“Won’t You Stay For Lunch?”

This article by Ray Spitzenberger first appeared in IMAGES for October 8, 2020, East Bernard Express, East Bernard, Texas.

            “Won’t you stay for lunch?” My aunt asked us that as she grabbed a pullet by its legs and chopped off its head. My mother, brother, and I helped her pluck feathers and prepare the chicken for the frying pan, my aunt grabbed a few garden vegetables to go with it, and we stayed for lunch.

            This was the 1940’s, both the best of times (growing up in our beloved Dime Box) and the worst of times (coming out of the Great Depression with World War II exploding our serenity). In those days, nobody, in rural areas anyway, went to the supermarket and bought dressed, ready-to-fry, chickens and frozen vegetables. Having just gone through the Depression, nobody had much money to spend, so we raised and made from scratch everything we needed. Our philosophy was, “Make do, or do without.”

            In those days, most folks in Dime Box were farmers, including my grandparents and several aunts and uncles. My parents lived in town, but we had a milk cow, a huge flock of chickens, a pen full of hogs, and an enormous garden, a great blessing considering the food shortages and ration stamps during World War II. Throughout the War, there was even a scarcity of eggs and milk, even causing city folks to make milk-less, egg-less, “War Cakes.”

» **DATA**
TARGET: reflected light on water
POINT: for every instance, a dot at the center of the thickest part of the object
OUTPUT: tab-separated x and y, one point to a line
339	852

» **TASK REQUIREMENTS**
- 1) Can you copy word for word the stretch of the Dime Box article from "This article by" through "stayed for lunch."?
- 2) Do these statements agree with the Dime Box article? For each, answer yes or no and quote the words from the article that decide it.
(a) The narrator's parents lived on a farm outside town.
(b) The narrator's family kept a milk cow.
(c) During the War, city folks made cakes without milk or eggs.

» **SOLUTIONS FOR EACH TASK**
- 1)
This article by Ray Spitzenberger first appeared in IMAGES for October 8, 2020, East Bernard Express, East Bernard, Texas.

            “Won’t you stay for lunch?” My aunt asked us that as she grabbed a pullet by its legs and chopped off its head. My mother, brother, and I helped her pluck feathers and prepare the chicken for the frying pan, my aunt grabbed a few garden vegetables to go with it, and we stayed for lunch.

- 2)
(a) No: "My parents lived in town"
(b) Yes: "we had a milk cow"
(c) Yes: "even causing city folks to make milk-less, egg-less, “War Cakes.”"